(Entries from a dataset)
(begin)

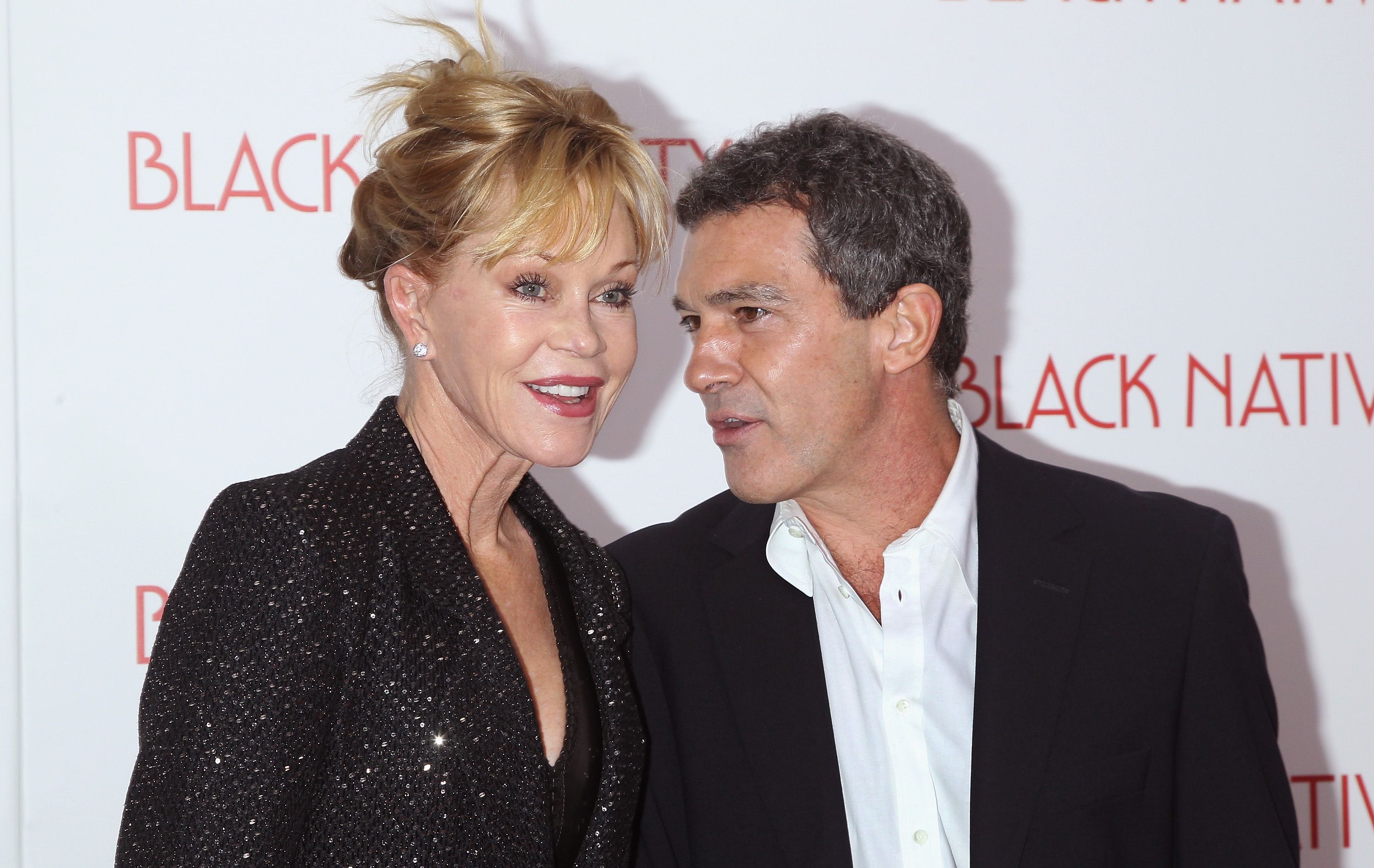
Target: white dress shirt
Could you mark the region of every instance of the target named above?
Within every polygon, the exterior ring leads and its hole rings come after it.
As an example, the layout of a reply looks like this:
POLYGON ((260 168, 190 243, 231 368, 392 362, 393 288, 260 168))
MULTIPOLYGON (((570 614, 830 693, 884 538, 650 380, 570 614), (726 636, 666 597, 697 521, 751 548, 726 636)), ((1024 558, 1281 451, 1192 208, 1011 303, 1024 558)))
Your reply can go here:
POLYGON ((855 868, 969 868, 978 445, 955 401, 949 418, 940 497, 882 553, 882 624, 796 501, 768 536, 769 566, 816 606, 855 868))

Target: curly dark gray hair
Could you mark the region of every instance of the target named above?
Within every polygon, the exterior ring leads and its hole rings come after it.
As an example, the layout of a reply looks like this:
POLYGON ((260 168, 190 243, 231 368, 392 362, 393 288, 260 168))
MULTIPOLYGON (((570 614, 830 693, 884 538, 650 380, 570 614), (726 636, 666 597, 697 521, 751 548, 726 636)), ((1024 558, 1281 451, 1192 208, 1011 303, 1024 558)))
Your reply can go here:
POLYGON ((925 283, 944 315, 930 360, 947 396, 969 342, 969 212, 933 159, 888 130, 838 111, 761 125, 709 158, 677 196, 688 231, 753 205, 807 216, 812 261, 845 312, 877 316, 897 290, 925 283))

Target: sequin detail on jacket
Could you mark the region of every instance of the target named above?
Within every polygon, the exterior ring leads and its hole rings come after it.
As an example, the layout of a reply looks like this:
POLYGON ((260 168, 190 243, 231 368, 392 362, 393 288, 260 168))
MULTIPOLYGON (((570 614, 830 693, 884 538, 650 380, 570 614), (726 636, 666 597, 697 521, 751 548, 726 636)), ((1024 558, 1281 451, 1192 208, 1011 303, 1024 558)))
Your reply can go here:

(end)

Can you replace every "exterior ring" with "outer ring" in all of the lines above and give them back otherwise unchanged, without the pictures?

Target: white dress shirt
Could you mark the region of every instance of the target named above?
Within every polygon, the outer ring leads and its hole rings come after it.
As an example, the layout of a reply looks like this:
POLYGON ((260 168, 190 243, 231 368, 392 362, 393 288, 260 168))
MULTIPOLYGON (((570 614, 830 693, 884 538, 650 380, 570 614), (726 636, 666 597, 697 521, 751 548, 726 636)), ((1024 558, 1281 451, 1192 208, 1011 303, 1024 558)))
Your reply can go here:
POLYGON ((855 868, 969 868, 978 445, 955 401, 949 418, 940 497, 882 553, 882 624, 796 501, 768 536, 769 566, 816 606, 855 868))

Target: curly dark gray hair
Could you mark the region of every instance of the target named above?
Within every polygon, the outer ring leads and its hole rings come after it.
As an example, the layout of a reply looks like this:
POLYGON ((260 168, 190 243, 231 368, 392 362, 393 288, 260 168))
MULTIPOLYGON (((570 614, 830 693, 884 538, 650 380, 570 614), (726 636, 666 597, 697 521, 751 548, 726 636)), ((1024 558, 1281 451, 1192 208, 1011 303, 1024 558)))
Your reply can go here:
POLYGON ((925 283, 944 315, 930 360, 947 396, 969 342, 969 212, 933 159, 888 130, 838 111, 761 125, 709 158, 677 196, 688 231, 753 205, 807 216, 812 261, 845 312, 877 316, 897 290, 925 283))

Target: sequin detail on jacket
Could you mark the region of every instance of the target named above?
Within every polygon, the outer ring leads and its hole rings come after it.
As an example, the layout of a reply looks like this:
POLYGON ((260 168, 190 243, 231 368, 392 362, 393 288, 260 168))
MULTIPOLYGON (((570 614, 830 693, 884 538, 650 380, 570 614), (726 636, 666 597, 697 521, 751 548, 726 636)), ((1024 558, 1281 451, 1192 208, 1011 303, 1024 558)))
Your reply can go here:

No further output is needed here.